(Collected data)
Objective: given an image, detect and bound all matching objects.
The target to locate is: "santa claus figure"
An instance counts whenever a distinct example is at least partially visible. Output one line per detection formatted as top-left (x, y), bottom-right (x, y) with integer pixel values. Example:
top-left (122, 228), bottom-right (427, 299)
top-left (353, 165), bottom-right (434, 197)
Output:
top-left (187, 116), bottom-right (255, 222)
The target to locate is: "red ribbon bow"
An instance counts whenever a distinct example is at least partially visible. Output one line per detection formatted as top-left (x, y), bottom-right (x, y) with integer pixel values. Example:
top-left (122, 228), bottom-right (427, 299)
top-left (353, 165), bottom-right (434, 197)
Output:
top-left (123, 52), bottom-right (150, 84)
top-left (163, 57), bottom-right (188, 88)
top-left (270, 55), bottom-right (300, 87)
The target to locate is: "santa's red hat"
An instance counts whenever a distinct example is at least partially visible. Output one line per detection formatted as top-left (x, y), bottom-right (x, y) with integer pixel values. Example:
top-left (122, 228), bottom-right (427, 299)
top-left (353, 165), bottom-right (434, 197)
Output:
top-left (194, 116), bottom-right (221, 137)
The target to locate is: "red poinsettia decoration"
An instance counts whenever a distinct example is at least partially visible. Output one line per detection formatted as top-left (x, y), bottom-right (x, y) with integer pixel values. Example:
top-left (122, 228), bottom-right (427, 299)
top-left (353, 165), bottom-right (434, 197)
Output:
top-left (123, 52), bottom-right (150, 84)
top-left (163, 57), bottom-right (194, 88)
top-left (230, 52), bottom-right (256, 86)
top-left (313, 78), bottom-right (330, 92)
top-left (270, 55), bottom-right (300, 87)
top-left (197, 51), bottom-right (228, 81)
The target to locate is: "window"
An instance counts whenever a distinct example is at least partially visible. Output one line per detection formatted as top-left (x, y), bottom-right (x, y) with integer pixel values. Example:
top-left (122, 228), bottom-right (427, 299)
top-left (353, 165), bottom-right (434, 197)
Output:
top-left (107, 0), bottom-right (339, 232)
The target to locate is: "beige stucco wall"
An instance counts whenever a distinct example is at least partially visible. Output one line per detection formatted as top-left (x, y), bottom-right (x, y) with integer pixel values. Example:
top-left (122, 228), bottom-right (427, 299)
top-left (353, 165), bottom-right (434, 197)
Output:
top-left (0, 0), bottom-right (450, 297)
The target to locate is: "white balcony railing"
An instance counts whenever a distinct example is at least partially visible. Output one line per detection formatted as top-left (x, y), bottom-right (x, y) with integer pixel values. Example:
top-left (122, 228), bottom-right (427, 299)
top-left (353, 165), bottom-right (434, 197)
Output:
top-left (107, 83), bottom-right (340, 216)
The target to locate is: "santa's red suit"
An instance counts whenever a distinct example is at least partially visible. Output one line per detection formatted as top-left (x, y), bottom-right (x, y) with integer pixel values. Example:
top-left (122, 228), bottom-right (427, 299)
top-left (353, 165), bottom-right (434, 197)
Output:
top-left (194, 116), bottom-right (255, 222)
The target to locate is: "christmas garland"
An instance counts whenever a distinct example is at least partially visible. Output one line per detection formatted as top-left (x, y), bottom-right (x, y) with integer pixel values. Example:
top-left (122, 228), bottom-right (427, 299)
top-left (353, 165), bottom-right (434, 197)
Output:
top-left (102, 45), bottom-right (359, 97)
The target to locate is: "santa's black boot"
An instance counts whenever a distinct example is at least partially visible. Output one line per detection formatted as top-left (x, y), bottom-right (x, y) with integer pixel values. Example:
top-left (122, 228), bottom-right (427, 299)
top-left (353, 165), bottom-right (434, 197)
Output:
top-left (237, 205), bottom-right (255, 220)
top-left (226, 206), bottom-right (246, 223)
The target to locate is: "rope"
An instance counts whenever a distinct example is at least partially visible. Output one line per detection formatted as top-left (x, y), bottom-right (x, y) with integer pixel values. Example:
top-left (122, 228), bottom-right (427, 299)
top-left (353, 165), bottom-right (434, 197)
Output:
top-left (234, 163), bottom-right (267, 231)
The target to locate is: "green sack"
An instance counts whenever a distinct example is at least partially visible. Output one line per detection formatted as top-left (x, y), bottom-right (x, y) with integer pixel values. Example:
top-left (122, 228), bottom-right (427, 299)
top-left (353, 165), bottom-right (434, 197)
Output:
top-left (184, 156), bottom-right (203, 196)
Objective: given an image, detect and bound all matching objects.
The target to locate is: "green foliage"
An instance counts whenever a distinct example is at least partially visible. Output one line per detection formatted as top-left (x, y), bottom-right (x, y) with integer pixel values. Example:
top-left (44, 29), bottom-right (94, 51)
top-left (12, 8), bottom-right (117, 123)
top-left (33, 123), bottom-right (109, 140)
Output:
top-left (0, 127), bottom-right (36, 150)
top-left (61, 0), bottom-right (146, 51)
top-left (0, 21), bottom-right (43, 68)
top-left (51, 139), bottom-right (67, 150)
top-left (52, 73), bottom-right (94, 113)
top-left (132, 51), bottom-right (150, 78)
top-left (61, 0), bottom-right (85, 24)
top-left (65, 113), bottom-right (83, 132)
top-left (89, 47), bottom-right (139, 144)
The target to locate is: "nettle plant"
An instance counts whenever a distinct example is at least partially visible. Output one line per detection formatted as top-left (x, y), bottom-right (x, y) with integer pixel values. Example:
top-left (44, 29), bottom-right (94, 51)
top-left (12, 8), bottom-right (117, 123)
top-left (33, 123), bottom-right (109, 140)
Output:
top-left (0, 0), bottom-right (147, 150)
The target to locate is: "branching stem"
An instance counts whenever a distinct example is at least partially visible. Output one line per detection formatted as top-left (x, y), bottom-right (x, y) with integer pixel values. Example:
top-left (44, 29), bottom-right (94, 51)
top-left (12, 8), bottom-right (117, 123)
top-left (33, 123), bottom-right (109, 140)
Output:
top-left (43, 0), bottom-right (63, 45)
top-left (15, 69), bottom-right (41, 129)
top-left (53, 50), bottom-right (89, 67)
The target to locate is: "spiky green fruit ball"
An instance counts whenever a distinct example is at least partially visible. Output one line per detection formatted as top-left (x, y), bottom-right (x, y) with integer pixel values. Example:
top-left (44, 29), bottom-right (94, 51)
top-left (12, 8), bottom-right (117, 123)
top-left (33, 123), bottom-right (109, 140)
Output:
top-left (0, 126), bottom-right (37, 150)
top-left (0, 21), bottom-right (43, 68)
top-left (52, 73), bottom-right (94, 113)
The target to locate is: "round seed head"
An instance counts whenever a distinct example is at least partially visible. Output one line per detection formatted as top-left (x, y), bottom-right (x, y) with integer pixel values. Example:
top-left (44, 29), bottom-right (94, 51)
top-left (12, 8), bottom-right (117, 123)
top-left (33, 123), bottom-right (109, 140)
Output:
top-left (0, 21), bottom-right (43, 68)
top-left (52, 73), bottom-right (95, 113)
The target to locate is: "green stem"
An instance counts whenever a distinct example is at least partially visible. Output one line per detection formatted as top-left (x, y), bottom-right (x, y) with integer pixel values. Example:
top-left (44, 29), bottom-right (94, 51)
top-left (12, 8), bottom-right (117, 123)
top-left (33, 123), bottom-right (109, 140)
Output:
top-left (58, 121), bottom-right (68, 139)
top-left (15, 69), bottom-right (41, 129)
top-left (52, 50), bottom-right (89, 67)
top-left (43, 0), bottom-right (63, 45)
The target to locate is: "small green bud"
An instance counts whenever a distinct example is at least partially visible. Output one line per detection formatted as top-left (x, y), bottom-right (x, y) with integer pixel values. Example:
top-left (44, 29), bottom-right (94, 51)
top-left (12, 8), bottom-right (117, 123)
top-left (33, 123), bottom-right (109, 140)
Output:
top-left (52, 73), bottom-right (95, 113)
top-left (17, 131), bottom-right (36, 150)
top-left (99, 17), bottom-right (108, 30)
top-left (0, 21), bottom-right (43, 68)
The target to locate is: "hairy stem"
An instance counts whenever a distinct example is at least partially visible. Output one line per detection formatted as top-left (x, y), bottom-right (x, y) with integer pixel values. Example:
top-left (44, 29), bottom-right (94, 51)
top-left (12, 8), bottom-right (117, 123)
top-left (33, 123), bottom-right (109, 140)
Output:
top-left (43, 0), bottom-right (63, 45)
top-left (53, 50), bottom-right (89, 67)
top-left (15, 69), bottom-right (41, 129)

• _Exercise description_
Repeat everything from the start of the rows down to the line containing "top-left (187, 116), bottom-right (255, 222)", swapping "santa claus figure" for "reindeer figure" and keeping all else unchanged.

• _Full output_
Objective: given an image, detect and bound all matching objects.
The target to locate is: "reindeer figure"
An instance counts whenever a distinct example is at least partially visible. Output one line per detection formatted as top-left (x, y), bottom-right (x, y) with integer pixel values. Example:
top-left (122, 228), bottom-right (427, 299)
top-left (353, 165), bottom-right (434, 197)
Output:
top-left (187, 116), bottom-right (255, 222)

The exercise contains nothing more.